Image point annotation entries

* Start *

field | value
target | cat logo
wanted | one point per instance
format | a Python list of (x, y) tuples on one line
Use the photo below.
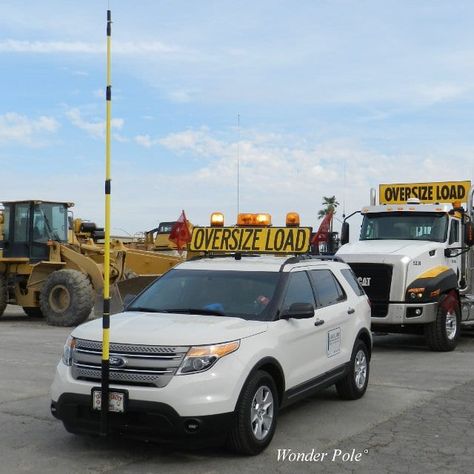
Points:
[(364, 281)]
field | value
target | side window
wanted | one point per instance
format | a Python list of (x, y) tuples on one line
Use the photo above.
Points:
[(22, 223), (454, 232), (328, 289), (352, 280), (298, 290)]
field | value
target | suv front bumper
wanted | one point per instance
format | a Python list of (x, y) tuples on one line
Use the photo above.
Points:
[(143, 419)]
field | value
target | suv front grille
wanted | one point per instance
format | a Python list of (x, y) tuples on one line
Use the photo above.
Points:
[(376, 279), (130, 364)]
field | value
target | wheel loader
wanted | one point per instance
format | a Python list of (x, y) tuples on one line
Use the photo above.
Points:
[(52, 264)]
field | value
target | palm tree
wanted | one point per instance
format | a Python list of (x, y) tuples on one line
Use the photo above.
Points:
[(329, 204)]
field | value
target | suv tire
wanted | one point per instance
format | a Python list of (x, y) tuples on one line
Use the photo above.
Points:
[(255, 415), (354, 384)]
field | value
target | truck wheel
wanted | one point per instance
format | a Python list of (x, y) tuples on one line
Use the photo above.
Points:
[(354, 384), (33, 312), (3, 294), (442, 335), (67, 298), (255, 415)]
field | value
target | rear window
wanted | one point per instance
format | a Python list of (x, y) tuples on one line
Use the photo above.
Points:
[(352, 280)]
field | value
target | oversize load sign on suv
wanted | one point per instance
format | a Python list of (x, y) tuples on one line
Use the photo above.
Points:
[(251, 239), (442, 192)]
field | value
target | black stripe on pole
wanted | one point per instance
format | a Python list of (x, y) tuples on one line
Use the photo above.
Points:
[(105, 375), (104, 428)]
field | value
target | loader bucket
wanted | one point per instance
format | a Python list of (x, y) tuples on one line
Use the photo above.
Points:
[(133, 286), (119, 291)]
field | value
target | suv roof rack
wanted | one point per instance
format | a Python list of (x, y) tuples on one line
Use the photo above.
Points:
[(303, 257)]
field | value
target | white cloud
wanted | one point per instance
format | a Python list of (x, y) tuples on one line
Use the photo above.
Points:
[(96, 127), (145, 141), (21, 129), (181, 96), (82, 47), (442, 92)]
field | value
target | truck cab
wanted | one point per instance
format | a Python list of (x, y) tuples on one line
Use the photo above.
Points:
[(414, 261)]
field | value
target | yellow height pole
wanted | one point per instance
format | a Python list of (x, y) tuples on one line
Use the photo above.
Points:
[(106, 314)]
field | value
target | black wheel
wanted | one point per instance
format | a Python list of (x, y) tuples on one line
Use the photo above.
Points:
[(354, 384), (442, 335), (67, 298), (3, 294), (33, 312), (255, 415)]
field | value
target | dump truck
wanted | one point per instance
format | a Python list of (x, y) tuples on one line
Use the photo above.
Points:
[(415, 259), (52, 264)]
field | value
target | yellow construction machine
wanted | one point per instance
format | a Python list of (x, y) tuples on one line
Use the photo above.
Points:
[(52, 264)]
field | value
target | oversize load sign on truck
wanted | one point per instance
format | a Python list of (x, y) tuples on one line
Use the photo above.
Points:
[(251, 239), (446, 192)]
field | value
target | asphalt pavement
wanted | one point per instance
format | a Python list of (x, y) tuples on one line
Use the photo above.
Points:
[(417, 416)]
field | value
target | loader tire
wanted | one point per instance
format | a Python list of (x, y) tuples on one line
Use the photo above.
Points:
[(3, 294), (67, 298), (33, 312)]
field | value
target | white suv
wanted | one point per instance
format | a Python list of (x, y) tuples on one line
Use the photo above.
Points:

* End *

- [Given exercise]
Switch "one point per instance" to "a single point for each instance" everywhere it appears in the rows above, keeping everything else the same. Give all the rows again, leaving out the pictures.

- [Completed exercise]
field | value
target | cat logo
wanted | a single point for each instance
format | a Python list of (x, y) tuples on one line
Use the photo below.
Points:
[(364, 281)]
field | value
target | side window
wanted | a single point for each instance
format | a Python list of (x, y) tuples on one line
Use the photo above.
Points:
[(22, 223), (454, 232), (328, 289), (352, 280), (298, 290)]
field | value
target | suv front bumper
wanted | a single point for each instance
format | a Python list of (x, y) tuples on one line
Use the photo above.
Points:
[(143, 419)]
field | value
target | suv front grille
wanted | a single point for each instance
format | a Python list of (x, y) tuples on one line
Use the photo above.
Points:
[(376, 279), (130, 364)]
field | value
target | wheel loader
wanted | a single point for each instance
format | a Python list of (x, y) tuples on one line
Use the photo above.
Points:
[(52, 264)]
field | value
target | palm tree
wanted | a single point for each instance
format | a Python list of (x, y) tuples on one line
Use the photo above.
Points:
[(329, 204)]
field | value
target | suv tire
wanted | a single point for each instance
format | a Python list of (x, y) tuples on one line
Use the photo above.
Points:
[(255, 415), (354, 384)]
field | value
target | truck wheel
wanted | a single point for each instance
format | a Python list of (x, y) tuples on one line
Use the photo above.
Points:
[(354, 384), (33, 312), (3, 294), (442, 335), (67, 298), (255, 415)]
field | value
target | rear window
wanted | a single point for each instance
format | a Python list of (x, y) tuples on one line
Use the photo above.
Points:
[(352, 280)]
field | value
target | oversize load sign on suv
wanted | a single point for each instance
format | a Python list of (x, y) tuples on one line
Use the photo above.
Points:
[(251, 239), (442, 192)]
field | value
target | black stripe on pole
wanted | a single point for each instance
format | a Python list of (x, y) tuples on one line
Use the photo above.
Points:
[(105, 375), (104, 428)]
field | value
target | loader bucket
wanted | a single point for each instance
format | a Python list of (x, y) tuples on one line
Use the photo above.
Points:
[(133, 286), (119, 291)]
field | value
target | suv roof rack
wanted | a single point for each instance
format | a Python list of (x, y) tuples on one line
Use the photo above.
Points:
[(303, 257)]
field | value
target | white cloud
wanted | a single point for each instance
format | a Python list of (x, y) tuples on one line
Use the photo above.
Points:
[(96, 127), (145, 141), (21, 129), (181, 96), (82, 47), (442, 92)]
field | value
target | truck cab
wanted | a single point for each instance
format | a Python list of (x, y) tuples on one line
Use the photo above.
Points:
[(414, 261)]
field | value
target | yellow height pole
wanted | a single point for each instance
format | a Python list of (x, y) tuples on one line
Use the photo above.
Points:
[(106, 314)]
field | value
target | black wheel
wanted | a single point for each instance
format | a Python list of (x, y) tuples on one line
Use the photo above.
Points:
[(354, 384), (442, 335), (67, 298), (3, 294), (33, 312), (255, 415)]
field | value
target | dump truck
wanted | a single point for each instance
format | a Python list of (x, y) tuples on one line
Use the photo above.
Points:
[(415, 259), (52, 264)]
field | value
target | yellow construction machine
wanted | a single point for each instance
format | a Python list of (x, y) tuples on one line
Use the photo above.
Points:
[(52, 264)]
field | value
target | oversize load sign on truck
wanted | a single point for each instance
format | a Python list of (x, y) tuples on one line
Use the photo above.
Points:
[(251, 239), (446, 192)]
field | value
target | asphalt pavement
wanted | a single point for each instance
format | a Python list of (x, y) tuples on one line
Use the photo above.
Points:
[(417, 416)]
field | value
target | loader tire
wanted | a single point for each instance
format | a Python list of (x, y) tuples on one line
Use the photo above.
Points:
[(3, 294), (67, 298), (33, 312)]
field | value
target | white suv
wanted | a single point for each instance
format | a Python list of (x, y) tuples on one line
Use the photo above.
Points:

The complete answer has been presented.